[Dataset rows]
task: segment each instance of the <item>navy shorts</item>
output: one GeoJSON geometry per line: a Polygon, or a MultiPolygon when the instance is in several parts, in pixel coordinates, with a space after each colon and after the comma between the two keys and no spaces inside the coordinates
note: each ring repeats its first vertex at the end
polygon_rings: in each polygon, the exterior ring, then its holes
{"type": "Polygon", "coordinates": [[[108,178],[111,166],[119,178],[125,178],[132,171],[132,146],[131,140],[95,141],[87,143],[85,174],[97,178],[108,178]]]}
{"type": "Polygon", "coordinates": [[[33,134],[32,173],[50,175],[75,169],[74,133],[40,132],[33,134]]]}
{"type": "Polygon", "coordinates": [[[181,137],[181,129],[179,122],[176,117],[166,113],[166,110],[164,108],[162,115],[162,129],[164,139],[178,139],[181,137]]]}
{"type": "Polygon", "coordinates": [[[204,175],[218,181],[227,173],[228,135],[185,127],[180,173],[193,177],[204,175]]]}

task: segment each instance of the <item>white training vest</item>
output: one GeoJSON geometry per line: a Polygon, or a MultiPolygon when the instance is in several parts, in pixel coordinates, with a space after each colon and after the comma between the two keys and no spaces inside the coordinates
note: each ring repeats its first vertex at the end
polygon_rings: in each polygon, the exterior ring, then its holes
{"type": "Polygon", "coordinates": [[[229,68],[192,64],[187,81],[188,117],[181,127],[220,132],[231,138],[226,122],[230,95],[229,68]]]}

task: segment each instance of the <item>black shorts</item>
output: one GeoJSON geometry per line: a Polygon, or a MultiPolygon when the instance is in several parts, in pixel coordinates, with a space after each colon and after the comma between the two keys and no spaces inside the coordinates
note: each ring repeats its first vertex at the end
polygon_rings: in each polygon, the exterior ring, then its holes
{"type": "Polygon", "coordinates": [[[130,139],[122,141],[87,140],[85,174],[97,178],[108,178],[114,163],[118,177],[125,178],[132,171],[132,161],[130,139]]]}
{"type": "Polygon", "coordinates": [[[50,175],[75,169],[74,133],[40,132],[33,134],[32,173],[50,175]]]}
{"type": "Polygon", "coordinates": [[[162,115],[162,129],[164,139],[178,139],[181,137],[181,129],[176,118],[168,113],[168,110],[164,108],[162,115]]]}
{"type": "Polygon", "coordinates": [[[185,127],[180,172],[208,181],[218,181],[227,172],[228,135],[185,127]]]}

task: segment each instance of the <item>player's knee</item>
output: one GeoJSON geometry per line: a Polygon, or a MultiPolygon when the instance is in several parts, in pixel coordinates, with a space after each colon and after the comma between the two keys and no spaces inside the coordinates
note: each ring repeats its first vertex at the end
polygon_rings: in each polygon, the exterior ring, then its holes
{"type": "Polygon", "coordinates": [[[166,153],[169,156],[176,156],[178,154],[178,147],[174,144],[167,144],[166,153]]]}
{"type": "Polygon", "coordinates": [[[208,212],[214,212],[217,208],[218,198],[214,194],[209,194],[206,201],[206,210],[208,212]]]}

* _Description of the task_:
Rewrite every line of the rows from the line containing "task: segment each instance of the <item>player's" through the end of the rows. Keep the request lines as they are, and in the polygon lines shift every pixel coordinate by adding 10.

* _Written solution_:
task: segment each instance of the <item>player's knee</item>
output: one GeoJSON geometry per line: a Polygon, or a MultiPolygon when the instance is in several parts, in pixel coordinates, with a space after each colon and after the comma between the two keys and no spaces inside the coordinates
note: each ring repeats its first vertex at the end
polygon_rings: in each polygon, the exterior ring, then its holes
{"type": "Polygon", "coordinates": [[[176,163],[179,166],[186,166],[188,164],[188,157],[184,154],[177,154],[176,163]]]}
{"type": "Polygon", "coordinates": [[[218,222],[224,222],[227,218],[228,208],[224,204],[219,204],[216,211],[216,220],[218,222]]]}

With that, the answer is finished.